● **GOAL OF THE EXERCISE**: Render the part of the data below that opens with the line containing "In this exercise you will label the crosswalk" and runs to the end of the data as a JSON list of strings, with one string per line and blank lines left out.

● **DATA EXCERPTS**:
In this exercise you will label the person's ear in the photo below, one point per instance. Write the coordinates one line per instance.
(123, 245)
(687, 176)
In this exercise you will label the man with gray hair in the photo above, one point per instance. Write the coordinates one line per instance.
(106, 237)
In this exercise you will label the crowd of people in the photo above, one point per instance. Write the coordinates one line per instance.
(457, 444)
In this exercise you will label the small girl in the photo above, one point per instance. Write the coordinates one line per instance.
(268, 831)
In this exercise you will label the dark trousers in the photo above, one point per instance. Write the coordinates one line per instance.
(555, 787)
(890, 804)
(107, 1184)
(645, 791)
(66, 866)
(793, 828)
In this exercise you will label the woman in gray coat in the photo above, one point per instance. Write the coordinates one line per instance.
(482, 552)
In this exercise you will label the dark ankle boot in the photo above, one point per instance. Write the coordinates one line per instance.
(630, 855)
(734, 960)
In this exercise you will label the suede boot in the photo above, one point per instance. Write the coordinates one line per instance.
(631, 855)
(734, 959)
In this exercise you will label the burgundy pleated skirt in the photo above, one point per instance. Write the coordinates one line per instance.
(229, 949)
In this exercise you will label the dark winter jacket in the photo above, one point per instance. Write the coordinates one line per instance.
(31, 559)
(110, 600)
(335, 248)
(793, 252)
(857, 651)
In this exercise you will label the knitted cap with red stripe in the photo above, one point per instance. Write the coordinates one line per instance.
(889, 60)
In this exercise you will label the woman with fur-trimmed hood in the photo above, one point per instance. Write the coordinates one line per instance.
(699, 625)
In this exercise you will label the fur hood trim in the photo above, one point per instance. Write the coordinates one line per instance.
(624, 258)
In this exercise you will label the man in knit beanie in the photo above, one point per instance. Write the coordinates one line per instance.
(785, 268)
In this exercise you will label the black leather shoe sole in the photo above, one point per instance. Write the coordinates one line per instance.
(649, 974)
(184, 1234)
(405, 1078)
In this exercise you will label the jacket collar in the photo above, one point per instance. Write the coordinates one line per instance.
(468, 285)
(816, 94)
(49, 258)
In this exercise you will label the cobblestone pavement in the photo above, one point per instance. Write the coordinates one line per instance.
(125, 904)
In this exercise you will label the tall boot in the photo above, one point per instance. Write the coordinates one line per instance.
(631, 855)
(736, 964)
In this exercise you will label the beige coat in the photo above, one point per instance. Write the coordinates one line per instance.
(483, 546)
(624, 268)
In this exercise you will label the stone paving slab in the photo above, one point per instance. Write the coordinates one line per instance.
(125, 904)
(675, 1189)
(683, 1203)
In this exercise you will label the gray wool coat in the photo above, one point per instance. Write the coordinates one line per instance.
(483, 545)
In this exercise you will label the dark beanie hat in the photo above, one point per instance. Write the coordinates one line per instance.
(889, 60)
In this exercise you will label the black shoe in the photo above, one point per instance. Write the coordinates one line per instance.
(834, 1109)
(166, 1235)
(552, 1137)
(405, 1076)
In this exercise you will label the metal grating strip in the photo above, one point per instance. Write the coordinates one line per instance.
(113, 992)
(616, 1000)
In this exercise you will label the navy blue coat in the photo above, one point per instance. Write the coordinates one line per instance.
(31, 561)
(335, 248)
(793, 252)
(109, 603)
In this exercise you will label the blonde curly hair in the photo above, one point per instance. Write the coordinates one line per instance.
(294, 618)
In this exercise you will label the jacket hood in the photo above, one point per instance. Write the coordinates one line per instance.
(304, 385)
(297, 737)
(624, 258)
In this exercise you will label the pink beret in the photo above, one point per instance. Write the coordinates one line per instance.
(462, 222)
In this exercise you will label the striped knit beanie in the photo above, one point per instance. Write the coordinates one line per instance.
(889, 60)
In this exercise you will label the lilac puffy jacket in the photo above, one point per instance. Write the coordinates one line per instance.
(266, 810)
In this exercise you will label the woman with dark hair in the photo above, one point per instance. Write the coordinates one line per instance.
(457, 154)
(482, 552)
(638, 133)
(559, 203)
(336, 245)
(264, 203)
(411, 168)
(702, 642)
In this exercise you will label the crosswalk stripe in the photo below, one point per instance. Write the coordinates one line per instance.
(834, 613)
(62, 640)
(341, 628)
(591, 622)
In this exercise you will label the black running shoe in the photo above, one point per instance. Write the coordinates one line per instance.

● **ANSWER TO THIS PROBLEM**:
[
  "In this exercise you will label the crosswalk stripe in the photo below, one point per instance. Write the coordinates one line per instance.",
  "(834, 613)",
  "(62, 640)",
  "(341, 628)",
  "(591, 622)",
  "In this exercise you will label the black running shoe in the photo above, one point per instance. Write the coordinates one line per instance."
]